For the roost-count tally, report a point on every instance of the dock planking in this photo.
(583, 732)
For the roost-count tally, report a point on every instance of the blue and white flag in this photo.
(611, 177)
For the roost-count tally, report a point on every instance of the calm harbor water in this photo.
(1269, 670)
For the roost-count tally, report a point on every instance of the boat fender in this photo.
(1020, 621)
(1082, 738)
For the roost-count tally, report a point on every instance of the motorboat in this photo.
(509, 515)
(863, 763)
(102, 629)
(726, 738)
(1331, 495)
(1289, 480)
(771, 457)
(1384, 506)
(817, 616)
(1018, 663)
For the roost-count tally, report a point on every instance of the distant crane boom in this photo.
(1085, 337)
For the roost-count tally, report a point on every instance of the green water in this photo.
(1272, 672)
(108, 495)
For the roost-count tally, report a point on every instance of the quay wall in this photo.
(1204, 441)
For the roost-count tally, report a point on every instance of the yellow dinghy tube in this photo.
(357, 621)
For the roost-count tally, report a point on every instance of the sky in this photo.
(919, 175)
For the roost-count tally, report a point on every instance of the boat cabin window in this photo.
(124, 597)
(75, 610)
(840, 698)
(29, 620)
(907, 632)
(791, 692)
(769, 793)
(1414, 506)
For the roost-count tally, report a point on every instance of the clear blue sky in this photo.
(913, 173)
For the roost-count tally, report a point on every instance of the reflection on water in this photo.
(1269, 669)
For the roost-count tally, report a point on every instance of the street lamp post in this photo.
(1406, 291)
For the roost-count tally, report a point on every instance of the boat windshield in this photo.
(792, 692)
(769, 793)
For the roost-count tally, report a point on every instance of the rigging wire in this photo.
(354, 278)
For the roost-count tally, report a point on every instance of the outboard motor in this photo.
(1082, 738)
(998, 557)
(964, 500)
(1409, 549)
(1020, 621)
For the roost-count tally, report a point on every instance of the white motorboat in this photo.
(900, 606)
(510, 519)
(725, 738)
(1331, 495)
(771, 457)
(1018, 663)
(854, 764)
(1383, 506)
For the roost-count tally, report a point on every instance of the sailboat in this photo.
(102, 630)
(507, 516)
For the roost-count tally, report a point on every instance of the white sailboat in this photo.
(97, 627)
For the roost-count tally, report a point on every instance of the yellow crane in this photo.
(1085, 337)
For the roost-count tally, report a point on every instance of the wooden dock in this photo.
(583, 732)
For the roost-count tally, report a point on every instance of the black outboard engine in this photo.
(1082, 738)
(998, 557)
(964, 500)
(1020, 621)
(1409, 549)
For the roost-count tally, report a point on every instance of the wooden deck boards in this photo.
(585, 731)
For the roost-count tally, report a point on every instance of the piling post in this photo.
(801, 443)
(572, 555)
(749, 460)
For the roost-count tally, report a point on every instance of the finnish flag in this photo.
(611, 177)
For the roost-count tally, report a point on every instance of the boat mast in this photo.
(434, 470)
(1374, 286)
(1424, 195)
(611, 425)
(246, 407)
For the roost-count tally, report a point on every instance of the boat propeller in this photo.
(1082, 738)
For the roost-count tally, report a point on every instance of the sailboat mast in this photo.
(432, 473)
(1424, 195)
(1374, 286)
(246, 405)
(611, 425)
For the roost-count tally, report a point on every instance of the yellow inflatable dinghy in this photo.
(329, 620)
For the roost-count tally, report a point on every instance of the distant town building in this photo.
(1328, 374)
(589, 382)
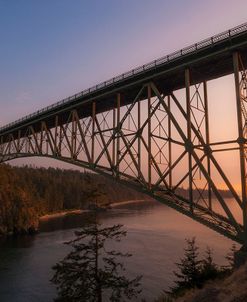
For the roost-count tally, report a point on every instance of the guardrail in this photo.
(149, 66)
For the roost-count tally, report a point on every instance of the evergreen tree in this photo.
(91, 271)
(230, 258)
(209, 269)
(189, 269)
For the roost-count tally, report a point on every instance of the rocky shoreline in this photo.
(34, 227)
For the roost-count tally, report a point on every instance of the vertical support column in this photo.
(139, 136)
(72, 135)
(149, 139)
(169, 143)
(188, 145)
(205, 92)
(41, 138)
(56, 135)
(93, 131)
(60, 139)
(114, 140)
(1, 145)
(118, 132)
(241, 141)
(19, 141)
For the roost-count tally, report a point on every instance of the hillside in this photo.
(231, 289)
(26, 193)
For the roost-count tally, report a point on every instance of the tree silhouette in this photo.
(91, 271)
(189, 269)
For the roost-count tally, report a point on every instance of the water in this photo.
(156, 238)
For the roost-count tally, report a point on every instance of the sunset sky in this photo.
(53, 49)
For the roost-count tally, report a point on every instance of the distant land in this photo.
(27, 193)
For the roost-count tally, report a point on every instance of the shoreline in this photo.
(80, 211)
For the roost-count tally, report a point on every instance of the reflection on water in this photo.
(155, 238)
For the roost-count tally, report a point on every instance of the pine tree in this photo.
(91, 271)
(189, 269)
(209, 269)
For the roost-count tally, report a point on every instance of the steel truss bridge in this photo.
(137, 129)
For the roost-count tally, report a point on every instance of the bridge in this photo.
(136, 129)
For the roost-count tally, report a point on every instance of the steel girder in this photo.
(154, 146)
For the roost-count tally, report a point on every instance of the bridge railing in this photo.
(149, 66)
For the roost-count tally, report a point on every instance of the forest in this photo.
(27, 192)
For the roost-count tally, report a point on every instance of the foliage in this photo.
(90, 270)
(194, 272)
(189, 268)
(26, 193)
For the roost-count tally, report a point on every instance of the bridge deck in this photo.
(207, 60)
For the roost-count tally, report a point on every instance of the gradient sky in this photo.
(52, 49)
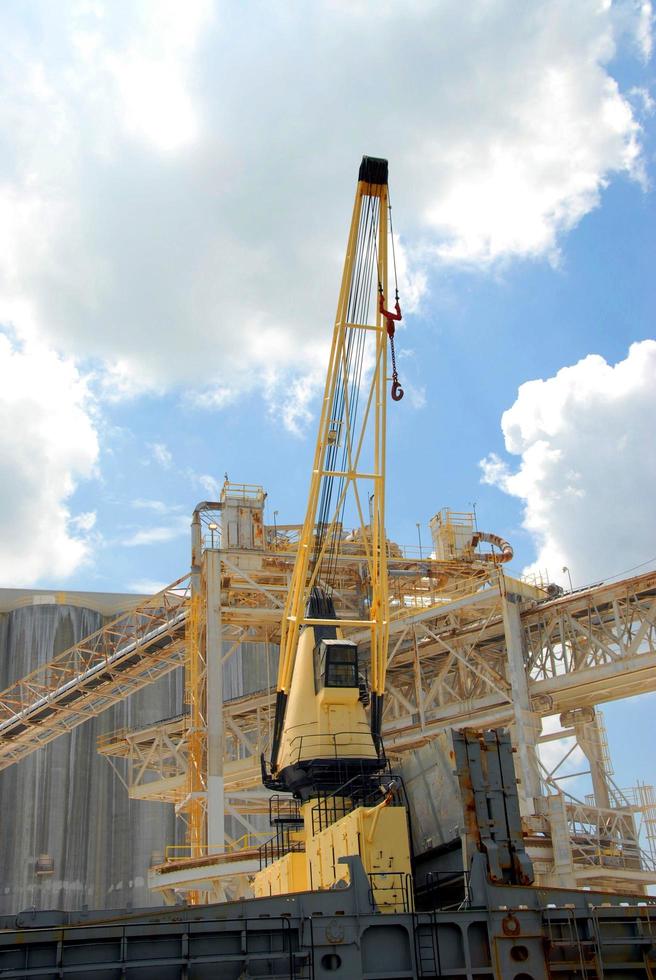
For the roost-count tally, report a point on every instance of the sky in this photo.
(176, 183)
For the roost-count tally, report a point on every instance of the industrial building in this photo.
(319, 751)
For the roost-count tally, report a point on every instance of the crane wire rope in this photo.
(344, 409)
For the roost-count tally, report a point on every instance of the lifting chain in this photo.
(391, 318)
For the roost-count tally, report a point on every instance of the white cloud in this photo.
(587, 468)
(173, 207)
(48, 444)
(158, 535)
(161, 454)
(146, 586)
(158, 506)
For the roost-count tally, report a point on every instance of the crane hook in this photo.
(397, 390)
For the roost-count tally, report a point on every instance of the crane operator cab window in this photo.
(336, 664)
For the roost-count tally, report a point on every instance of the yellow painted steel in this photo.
(195, 802)
(369, 440)
(328, 724)
(378, 834)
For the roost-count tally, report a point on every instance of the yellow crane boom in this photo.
(348, 470)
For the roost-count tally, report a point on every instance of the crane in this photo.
(325, 752)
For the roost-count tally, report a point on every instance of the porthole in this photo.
(519, 954)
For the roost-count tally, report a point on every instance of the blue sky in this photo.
(175, 191)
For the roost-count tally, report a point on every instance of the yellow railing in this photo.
(181, 852)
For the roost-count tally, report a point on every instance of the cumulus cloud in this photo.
(587, 469)
(181, 217)
(48, 443)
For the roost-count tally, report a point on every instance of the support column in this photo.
(526, 725)
(587, 726)
(214, 708)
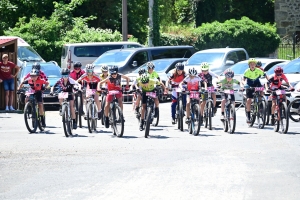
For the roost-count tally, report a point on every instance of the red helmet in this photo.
(278, 70)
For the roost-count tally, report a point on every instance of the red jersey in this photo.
(41, 76)
(276, 82)
(5, 70)
(35, 85)
(74, 75)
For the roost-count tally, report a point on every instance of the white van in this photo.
(25, 51)
(87, 53)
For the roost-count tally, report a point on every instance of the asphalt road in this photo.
(250, 164)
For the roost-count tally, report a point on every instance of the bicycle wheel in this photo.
(66, 122)
(231, 119)
(284, 119)
(118, 121)
(30, 118)
(195, 119)
(89, 117)
(180, 115)
(156, 119)
(148, 122)
(294, 110)
(261, 114)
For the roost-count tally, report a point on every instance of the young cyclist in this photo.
(67, 84)
(193, 82)
(251, 78)
(113, 83)
(275, 82)
(36, 83)
(92, 81)
(138, 95)
(176, 78)
(146, 85)
(206, 75)
(227, 84)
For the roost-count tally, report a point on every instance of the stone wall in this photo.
(287, 17)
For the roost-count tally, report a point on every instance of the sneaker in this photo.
(173, 121)
(187, 120)
(106, 122)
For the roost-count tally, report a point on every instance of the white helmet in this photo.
(89, 67)
(193, 72)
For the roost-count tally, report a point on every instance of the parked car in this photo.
(218, 59)
(162, 67)
(129, 60)
(52, 71)
(240, 68)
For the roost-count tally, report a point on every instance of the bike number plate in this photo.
(279, 92)
(228, 91)
(194, 95)
(259, 88)
(151, 94)
(63, 95)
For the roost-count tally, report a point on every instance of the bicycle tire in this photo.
(180, 115)
(294, 105)
(262, 114)
(118, 119)
(148, 122)
(29, 110)
(196, 119)
(89, 117)
(285, 116)
(232, 115)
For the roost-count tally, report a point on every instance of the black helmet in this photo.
(179, 66)
(35, 72)
(113, 69)
(77, 65)
(65, 71)
(36, 66)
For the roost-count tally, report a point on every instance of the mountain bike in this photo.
(281, 115)
(32, 117)
(92, 111)
(258, 108)
(208, 108)
(229, 121)
(66, 113)
(194, 125)
(116, 118)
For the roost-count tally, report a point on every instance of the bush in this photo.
(258, 39)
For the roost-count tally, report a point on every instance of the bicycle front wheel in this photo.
(30, 118)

- [Exercise]
Extract every line from the one containing "plate in this photo." to the end of the entries, including both of those lines, exactly as given and with nothing added.

- [Task result]
For the roost-count tally, report a point on every instance of the bike number plate in this photo.
(279, 92)
(228, 91)
(194, 95)
(259, 88)
(151, 94)
(63, 95)
For the roost-count tally, report a point on every instance of the bicycle tire in this photo.
(180, 115)
(294, 105)
(262, 114)
(118, 119)
(148, 122)
(29, 110)
(196, 119)
(89, 117)
(285, 116)
(232, 115)
For the roost-count tally, report a point on every instance of the black helmet in this photo.
(179, 66)
(35, 72)
(113, 69)
(77, 65)
(65, 71)
(36, 66)
For the roost-count tally, report a point on every instance of the mountain bike in this photo.
(281, 115)
(32, 117)
(92, 111)
(258, 108)
(208, 108)
(229, 121)
(66, 113)
(194, 125)
(116, 118)
For the roost-count tally, report a point on every instance of the bush in this photo.
(258, 39)
For the roost-count tally, report a point on every instance of the bicycle front wheel in this photo.
(30, 118)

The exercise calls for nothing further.